* _Énoncé du problème_
Selon l'extrait choisi, dans quelle école Gabriel Grapperon a-t-il suivi sa formation ?

Gabriel Grapperon de Bloom Pictures
Interview du 17 janvier 2020, réalisée par rOmain Thouy
32ème article d’une série d’interviews réalisés sur la gestion de l’innovation dans le domaine des industries créatives (jeux vidéo, films d’animation) de la région Occitanie.
Gabriel Grapperon, co fondateur et directeur technique du studio Bloom Pictures, spécialisé dans les films d’animation 3D, pour la publicité, la bande-annonce ou le long métrage.
Formation : Supinfocom (Arles)
- son 1er film : Garden Party
- son 1er gros succès : Garden Party, nominé aux oscars en 2018 dans la catégorie “Short Animated Film”

* _Données fournies_

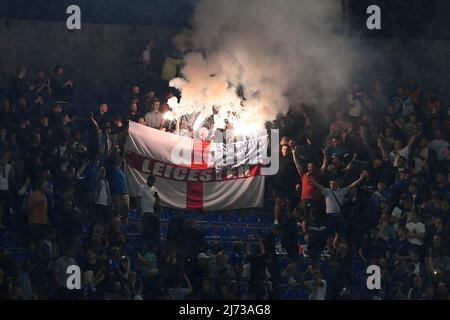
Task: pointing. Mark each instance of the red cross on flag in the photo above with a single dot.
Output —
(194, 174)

==

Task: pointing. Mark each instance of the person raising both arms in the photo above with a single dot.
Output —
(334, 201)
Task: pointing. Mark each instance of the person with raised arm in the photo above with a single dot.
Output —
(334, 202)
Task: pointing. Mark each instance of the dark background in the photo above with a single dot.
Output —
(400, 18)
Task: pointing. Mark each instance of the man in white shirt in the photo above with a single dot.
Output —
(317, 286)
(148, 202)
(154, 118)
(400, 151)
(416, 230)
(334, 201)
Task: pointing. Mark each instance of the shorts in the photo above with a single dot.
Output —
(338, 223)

* _Réponse attendue_
À Supinfocom, à Arles.